## TASK INSTRUCTIONS
Set the entries below down again, please. Match them exactly.

## DATA EXTRACT
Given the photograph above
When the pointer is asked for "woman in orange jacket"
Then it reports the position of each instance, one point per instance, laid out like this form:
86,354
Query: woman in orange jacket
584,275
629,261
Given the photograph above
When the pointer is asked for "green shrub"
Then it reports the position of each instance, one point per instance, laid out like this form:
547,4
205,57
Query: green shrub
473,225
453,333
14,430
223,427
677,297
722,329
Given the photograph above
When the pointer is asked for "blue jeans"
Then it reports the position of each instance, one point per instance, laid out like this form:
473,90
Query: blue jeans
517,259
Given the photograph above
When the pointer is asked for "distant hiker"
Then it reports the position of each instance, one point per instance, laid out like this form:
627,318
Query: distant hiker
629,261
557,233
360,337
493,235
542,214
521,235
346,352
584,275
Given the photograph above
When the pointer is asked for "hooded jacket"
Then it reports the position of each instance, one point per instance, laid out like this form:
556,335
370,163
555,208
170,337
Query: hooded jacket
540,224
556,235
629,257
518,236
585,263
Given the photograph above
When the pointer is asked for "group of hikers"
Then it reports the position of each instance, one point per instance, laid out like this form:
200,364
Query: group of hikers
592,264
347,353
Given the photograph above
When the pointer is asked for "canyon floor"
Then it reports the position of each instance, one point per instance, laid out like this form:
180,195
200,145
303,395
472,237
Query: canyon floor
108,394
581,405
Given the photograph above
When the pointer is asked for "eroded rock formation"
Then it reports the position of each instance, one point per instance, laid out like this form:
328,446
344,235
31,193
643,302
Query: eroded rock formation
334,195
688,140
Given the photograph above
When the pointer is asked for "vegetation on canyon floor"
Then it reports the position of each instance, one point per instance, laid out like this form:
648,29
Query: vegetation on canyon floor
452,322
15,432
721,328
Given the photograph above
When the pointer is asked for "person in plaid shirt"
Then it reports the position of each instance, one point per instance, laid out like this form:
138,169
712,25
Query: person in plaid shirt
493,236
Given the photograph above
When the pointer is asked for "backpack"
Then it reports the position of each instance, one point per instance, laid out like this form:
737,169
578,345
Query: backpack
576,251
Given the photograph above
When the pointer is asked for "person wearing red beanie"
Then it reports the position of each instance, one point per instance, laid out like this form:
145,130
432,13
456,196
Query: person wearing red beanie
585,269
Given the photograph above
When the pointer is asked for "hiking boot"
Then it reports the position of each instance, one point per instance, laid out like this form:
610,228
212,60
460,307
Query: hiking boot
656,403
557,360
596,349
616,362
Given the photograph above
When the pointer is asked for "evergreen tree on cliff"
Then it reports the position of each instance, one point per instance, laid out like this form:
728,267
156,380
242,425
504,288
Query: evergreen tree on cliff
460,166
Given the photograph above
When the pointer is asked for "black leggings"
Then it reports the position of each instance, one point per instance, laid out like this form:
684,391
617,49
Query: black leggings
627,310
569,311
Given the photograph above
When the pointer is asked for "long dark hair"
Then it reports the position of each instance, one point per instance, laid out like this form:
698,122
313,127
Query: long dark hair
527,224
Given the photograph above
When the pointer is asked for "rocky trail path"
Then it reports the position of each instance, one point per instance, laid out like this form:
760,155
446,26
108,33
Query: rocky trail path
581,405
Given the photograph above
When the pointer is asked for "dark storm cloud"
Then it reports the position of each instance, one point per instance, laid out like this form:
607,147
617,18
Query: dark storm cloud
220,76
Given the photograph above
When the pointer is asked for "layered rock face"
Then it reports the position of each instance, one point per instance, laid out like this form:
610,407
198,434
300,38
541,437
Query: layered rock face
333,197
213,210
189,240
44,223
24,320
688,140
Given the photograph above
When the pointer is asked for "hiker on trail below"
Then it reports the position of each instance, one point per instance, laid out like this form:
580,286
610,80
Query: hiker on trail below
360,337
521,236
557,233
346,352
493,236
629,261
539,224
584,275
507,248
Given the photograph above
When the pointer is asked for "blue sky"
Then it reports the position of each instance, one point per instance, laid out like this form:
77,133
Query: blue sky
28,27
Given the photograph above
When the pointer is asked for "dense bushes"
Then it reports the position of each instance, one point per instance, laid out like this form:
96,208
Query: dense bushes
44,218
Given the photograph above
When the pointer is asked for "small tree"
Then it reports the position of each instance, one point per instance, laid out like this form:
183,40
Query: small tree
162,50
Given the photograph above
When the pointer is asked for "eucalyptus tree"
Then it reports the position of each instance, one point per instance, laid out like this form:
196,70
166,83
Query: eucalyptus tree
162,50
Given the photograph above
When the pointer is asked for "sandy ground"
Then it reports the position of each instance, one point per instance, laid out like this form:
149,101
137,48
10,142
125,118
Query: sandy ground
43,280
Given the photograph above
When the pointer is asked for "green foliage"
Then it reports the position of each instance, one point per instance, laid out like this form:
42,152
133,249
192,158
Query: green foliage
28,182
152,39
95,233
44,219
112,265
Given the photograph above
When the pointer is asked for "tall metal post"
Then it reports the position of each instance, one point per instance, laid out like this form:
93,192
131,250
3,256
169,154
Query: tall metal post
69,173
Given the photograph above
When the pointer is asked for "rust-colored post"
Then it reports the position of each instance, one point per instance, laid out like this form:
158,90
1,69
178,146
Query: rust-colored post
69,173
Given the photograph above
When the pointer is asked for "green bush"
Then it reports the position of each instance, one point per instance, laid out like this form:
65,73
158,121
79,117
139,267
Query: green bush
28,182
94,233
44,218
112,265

## COMPLETED EXERCISE
Given the photograph above
When the pointer is asked for "woman in orange jacket"
Then it reports the position of each instance, one point per instance, laid out like this form:
86,354
Query: woman in orange jacket
584,275
629,261
Given the photograph above
When the pointer is asked for "green shrub"
Then it reports the position of each instance, one point per instance, laid out like this form:
547,4
205,57
Query: green shrub
473,225
453,333
14,430
223,427
677,297
722,329
Given the photograph above
When the pointer is asked for "blue jeans"
Then it reports the position of each instance, one point per instance, laid out like this form:
473,90
Query: blue jeans
517,259
Given the photograph above
When the pointer is asked for "distant hiker"
Then it reports the position of each instance, one point per instance, laid out like this form:
627,318
Query: distant hiker
629,261
557,233
360,337
493,235
542,214
521,235
346,352
584,275
Given the photograph above
When the pointer is asked for "hooded jacket"
Then it reports the position of each instance, one point per instance, laid out like this form:
556,335
370,163
555,208
170,337
Query: hooded jacket
540,224
556,235
629,257
518,236
585,263
Given the photograph above
When the pointer is asked for "group of hikers"
Then it reports the position of each instance, one point per instance, laid out like this form:
200,364
Query: group of hikers
592,264
347,353
Given the photograph above
When the pointer is asked for "canyon floor"
Then it reports the position of each instance, one point per instance, laid out like this form:
180,195
200,145
303,395
472,237
Query: canyon floor
108,394
581,405
Given the photograph above
When the pointer is asked for "eroded rock formation"
Then it reports the position of each instance, one point per instance, laid out like this form:
328,446
344,235
31,193
643,302
Query: eroded rock formation
334,195
688,140
Given the photograph above
When the pointer is asked for "vegetation on canyon floor"
Then it reports the position of each instance, one point per instance, laid out like this form:
648,29
Query: vegetation on canyon floor
452,322
15,432
721,328
Given the photograph above
When the pointer is asked for "person in plaid shirt"
Then it reports the position of each instance, one point per instance, laid out like this form:
138,169
712,25
Query: person in plaid shirt
493,236
Given the photograph above
When the pointer is asked for "backpack"
Then it reports the position of each instance, one point per instance, laid out like this form:
737,169
578,345
Query: backpack
576,251
Given the photograph above
When the pointer is asked for "person wearing red beanie"
Then it reports the position of each instance, one point per instance, laid out like this form:
145,130
432,13
456,196
Query: person wearing red beanie
585,269
Given the photograph above
When the pointer is asked for "hiking boot"
Then it reports the position of each instance, one point per instance, laid out like this form:
610,228
212,60
460,307
Query: hiking boot
656,403
557,360
596,349
616,362
Given the photograph above
When the pointer is asked for "evergreen tree on cliff"
Then it reports the position of each instance, one point per instance, laid out like this form:
728,267
156,380
242,425
504,288
Query: evergreen tree on cliff
460,166
Given the photograph above
When the pointer is asked for "black leggings"
Then it reports the position of each instance, one point per instance, laid out like this form:
684,391
617,49
Query: black leggings
627,310
569,311
Given the photograph above
When the pointer is asked for "long dark hair"
Then it reports the position of each instance, one point per instance, laid out like this form:
698,122
313,127
Query: long dark hair
527,224
Given the photograph above
When the pointer is asked for "rocky trail path"
Then it reports the position of each instance, one point per instance, laid out like this form:
760,155
446,26
108,33
Query: rocky trail path
581,405
Given the photograph above
When the pointer is asked for "dark storm cloud"
Then it reports the position of each instance, one point per instance, laid out like this form:
607,147
617,18
Query: dark storm cloud
220,76
Given the photograph above
When the pointer is asked for "layered rock face"
Then it reports the position of each instance, one point per instance, laid out like this form:
610,407
198,434
300,38
541,437
Query: layered rock face
333,197
213,210
189,240
44,223
24,320
688,140
Given the photograph above
When the pointer is asked for "hiker on trail below"
Then it reports the position of each instance, one point per instance, laid out like this form:
580,286
610,80
Query: hiker on trail below
360,337
521,236
557,233
346,352
493,236
629,261
539,224
584,275
507,248
Given the photograph above
When the pointer is asked for "blue sky"
Then it reports the position of each instance, one point per instance, laid out like this form:
77,133
Query: blue sky
28,27
Given the photograph above
When the pointer is asked for "dense bushes"
Then it reports the position of each instance, one point per instance, laid out like this form:
96,208
Query: dense bushes
44,218
Given the photograph above
When the pointer is asked for "small tree"
Then it reports the position of each instance, one point per instance, laid out like this form:
183,40
Query: small tree
162,50
Given the photograph above
When the pointer is asked for "eucalyptus tree"
Then it reports the position of each instance, one point per instance, laid out like this form:
196,70
166,83
Query: eucalyptus tree
162,50
Given the photograph above
When the pointer is asked for "sandy ground"
Then it reports the position of each instance, one point per instance, laid out like this form:
149,101
137,48
10,142
125,118
Query: sandy ground
43,280
Given the photograph above
When the pointer is asked for "green foliage"
Then it reports the position of each instance, one point per instance, laid out like this form:
42,152
133,249
192,158
Query: green foliage
28,182
152,39
95,233
44,219
112,265
Given the photograph above
When the pointer is asked for "tall metal post"
Then it reports the position of each instance, one point per instance, laid out like this form:
93,192
131,250
3,256
169,154
Query: tall metal post
69,173
Given the photograph above
When the pointer is asked for "rust-colored post"
Then it reports the position of each instance, one point per instance, laid out like this form:
158,90
1,69
178,146
Query: rust-colored post
69,173
Given the photograph above
When the pointer is asked for "green bush"
Then it reports the position of each instance, one point per instance, laid out like this form:
65,73
158,121
79,117
139,267
Query: green bush
28,182
94,233
44,218
112,265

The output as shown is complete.